Methodology & Validation
How RIDGE produces a verdict, and how we validate it.
One-paragraph summary
RIDGE takes a niche keyword, collects evidence from 39 data sources (SERP, reviews, regulator registries, trade databases, listing snapshots, financial benchmarks), reduces that evidence to a feature vector, and feeds it into a calibrated machine-learning classifier trained on 2,710 ground-truth niche outcome labels. The classifier outputs a probability that the niche will be commercially viable for a new entrant; that probability is combined with a deterministic rule layer to produce the shipped GO / HIGH RISK / NO GO verdict. Independently back-tested on a separately-held cohort of 169 historical Amazon FBA niches with four-year outcomes (2022 entry → 2026 result), the pipeline achieves 96.2% NO-GO precision and 97.8% GO precision — bootstrap 95% confidence intervals on every metric, no point estimates.
The five layers of a verdict
- Evidence collection. 39 data sources are queried for a fixed set of signals: SERP rankings, review density and authenticity, regulatory registries (FCC, CPSC, Comtrade), historical listing snapshots, financial benchmarks, supply-chain proxies. Every source has explicit fall-back behaviour and freshness watermarks.
- Feature reduction. Raw evidence is reduced to a feature vector covering market structure, competitive intensity, regulatory exposure, financial viability, and seasonality. Quantitative features (Gini, coefficient-of-variation, log-mean) live alongside binary signals.
- Calibrated probability. A multi-class machine-learning classifier produces three probabilities — P(DEAD), P(ALIVE), P(THRIVING) — that sum to 1. The DEAD probability drives the NO GO branch, the THRIVING probability drives the GO branch, and ALIVE is the abstain-eligible middle. Each class probability is independently calibrated, so a 0.80 prediction empirically corresponds to roughly an 80% outcome rate within that class.
- Rule layer. A deterministic, auditable verdict rule combines P(viable) with explicit gates (FCC-regulated → HIGH RISK; review-fraud cluster detected → HIGH RISK; saturated review distribution + low BSR → NO GO). Every gate fires a public evidence card on the report.
- Conformal abstain. Borderline niches where the model's probability is too uncertain to commit to a label are flagged "abstain" rather than forced into GO or NO GO. Abstain rate is published, not hidden.
Validation protocol
- Cross-validation: stratified k-fold, niche-family-grouped to prevent leakage from sibling niches sharing the same ASIN pool.

* * * * *

* DIRECTIONS *
a - Reproduce the listing verbatim, starting at its first line and ending with the line that contains "64L92 68L96 73L104", including both.
b - Pick up the RIDGE methodology text immediately after its last sentence and continue it.
The methodology text and the listing are separate, unrelated material.

* * * * *

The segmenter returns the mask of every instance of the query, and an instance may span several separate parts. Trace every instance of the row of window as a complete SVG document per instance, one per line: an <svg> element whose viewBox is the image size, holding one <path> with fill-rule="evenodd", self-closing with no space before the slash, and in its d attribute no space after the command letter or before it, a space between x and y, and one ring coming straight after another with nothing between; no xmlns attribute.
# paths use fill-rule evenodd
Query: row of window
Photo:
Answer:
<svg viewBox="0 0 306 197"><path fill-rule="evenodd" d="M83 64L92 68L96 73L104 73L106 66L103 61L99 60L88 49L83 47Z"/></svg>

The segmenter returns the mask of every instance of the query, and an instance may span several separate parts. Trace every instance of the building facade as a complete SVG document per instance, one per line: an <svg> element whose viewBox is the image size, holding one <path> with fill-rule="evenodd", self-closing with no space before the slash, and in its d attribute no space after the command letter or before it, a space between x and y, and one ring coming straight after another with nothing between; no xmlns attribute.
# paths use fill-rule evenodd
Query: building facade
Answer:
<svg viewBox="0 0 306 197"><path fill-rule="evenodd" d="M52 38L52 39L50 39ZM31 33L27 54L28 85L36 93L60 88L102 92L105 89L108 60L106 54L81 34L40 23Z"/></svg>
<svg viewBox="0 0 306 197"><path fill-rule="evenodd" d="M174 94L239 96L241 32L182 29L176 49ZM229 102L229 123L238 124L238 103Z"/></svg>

* * * * *

* RESULTS FOR THE EXERCISE *
a -
The segmenter returns the mask of every instance of the query, and an instance may span several separate parts. Trace every instance of the row of window as a complete SVG document per instance, one per line: an <svg> element whose viewBox is the image size, holding one <path> with fill-rule="evenodd", self-closing with no space before the slash, and in its d attribute no space after the command letter or before it, a space between x and y, and one ring coming straight after another with nothing between; no xmlns attribute.
# paths use fill-rule evenodd
Query: row of window
Photo:
Answer:
<svg viewBox="0 0 306 197"><path fill-rule="evenodd" d="M83 64L92 68L96 73L104 73L106 66L103 61L99 60L88 49L83 47Z"/></svg>

b -
- Label sourcing: the 2,710 ground-truth training labels are derived algorithmically from longitudinal Amazon trajectory signals (BSR drift, review velocity, listing alive/dead state, price stability) cross-referenced against 2022→2026 marketplace observations — not hand-annotated. Algorithmic derivation is reproducible from public Amazon data, eliminating annotator bias and scaling beyond what manual labeling could cover. A temporal cutoff is enforced so outcome-period features cannot leak into training.
- Held-out 169-cohort: a separate cohort of 169 historical niches with verified 2022→2026 outcomes. Never used during training. The publishable headline numbers come from this cohort.
- Bootstrap CI: 2,000 resamples for every headline number. 96.2% NO-GO precision is a resampled bound, not a point estimate.
- Calibration: equal-count-binned expected calibration error on held-out folds — never in-sample.
- Conformal wrapper: inductive conformal prediction. At α=0.10 (90% coverage target) the model commits to a singleton label on the supermajority of niches and abstains on the rest. Guarantees marginal coverage without distributional assumptions.
- Cohort prior disclosure: the training distribution is 75.4% positive while the 169-cohort prior is 53.8% positive. Both numbers are public so the reader can see the gap between training prevalence and the gold-standard slice.
Cohort shift and prior calibration
The training pool and the held-out 169-cohort have different class priors: the training pool skews positive (75.4% viable) because Amazon-historical data over-represents niches that survived long enough to leave a usable signal trail, while the gold-standard 169-cohort is closer to a balanced 53.8% / 46.2% split. A naive classifier trained on the skewed pool would systematically over-predict GO when applied to the more balanced cohort.
We correct for this in two stages, both standard in the prior-shift literature:
- Prior-shift adjustment: the raw class probabilities are reweighted using the Saerens-Latinne-Decaestecker formula so the predictive distribution matches the cohort prior, not the training prior.
- Per-class isotonic calibration: the prior-adjusted probabilities are passed through an out-of-fold isotonic regression separately per class, so that a stated 0.80 confidence empirically delivers ~80% precision within that class on the held-out cohort.
After this two-stage correction, expected calibration error on the 169-cohort sits in the low single-digit-percent range with the bootstrap CI we publish. The training-vs-cohort prior gap is a fact of the data, not a bug — but it would become a bug the moment we let it leak through into the headline numbers without the correction layer.
Honesty matters more than a clean marketing chart
A few facts we keep visible on the public site even when they cut against the headline:
- The 169-cohort prior is 46.2% DEAD / 53.8% GO, so an always-DEAD trivial classifier would already match 46.2%. We cite this baseline so the reader sees that "97.8% GO precision" is a real lift, and we report binary accuracy at our default 0.5 threshold separately (88.2%, bootstrap CI 82.8–92.9%) — never as a single headline.
- HIDDEN GEM, an in-product opportunity tag we apply to a small slice of the 6,779 catalog, has 41% precision on the historical cohort — well above base rate, but we publish the number because 41% is a substantial fraction of false positives. It is a screening tag, not a verdict.
- Where ML and the rule layer disagree, the report carries a "model vs. rule divergence" card so the reader can see the conflict instead of having one signal silently overrule the other.
- Bootstrap 95% confidence intervals are mandatory for every metric we publish. No point estimates without CI.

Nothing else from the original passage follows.